◆ HOW TO COMPLETE THIS TASK ◆
Which of the lines below include "point"? Each one should be copied out.

◆ RECORDS SHOWN ◆
┄┄┄┄┄┄┄┄┄┄

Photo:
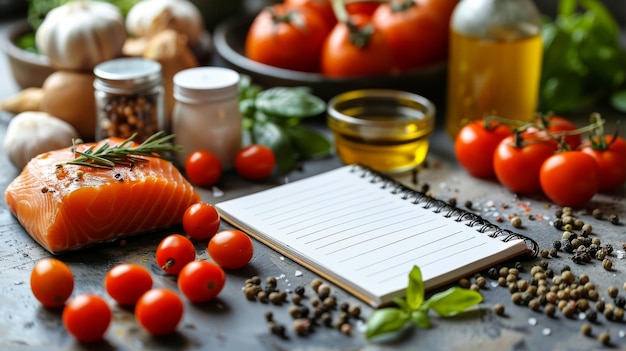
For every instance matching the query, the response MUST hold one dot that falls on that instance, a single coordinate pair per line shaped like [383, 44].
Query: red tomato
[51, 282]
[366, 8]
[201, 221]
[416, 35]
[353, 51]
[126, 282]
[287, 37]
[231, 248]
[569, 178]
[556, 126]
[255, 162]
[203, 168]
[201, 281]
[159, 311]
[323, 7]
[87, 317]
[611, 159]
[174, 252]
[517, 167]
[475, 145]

┄┄┄┄┄┄┄┄┄┄

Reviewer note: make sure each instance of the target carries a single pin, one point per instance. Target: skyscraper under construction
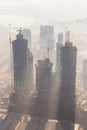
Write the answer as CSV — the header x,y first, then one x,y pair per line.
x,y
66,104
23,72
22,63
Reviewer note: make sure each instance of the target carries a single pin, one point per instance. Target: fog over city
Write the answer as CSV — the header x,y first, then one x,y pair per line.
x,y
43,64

┄┄┄┄┄┄┄┄┄┄

◆ OUTPUT FOR THIS TASK ◆
Reviewer note: make sure each instance of the target carries a single pin, one point per instance. Target: skyscraper under construction
Reviewer note: make sure each instance of the target carries a single pin, one point per instance. Target: fog over city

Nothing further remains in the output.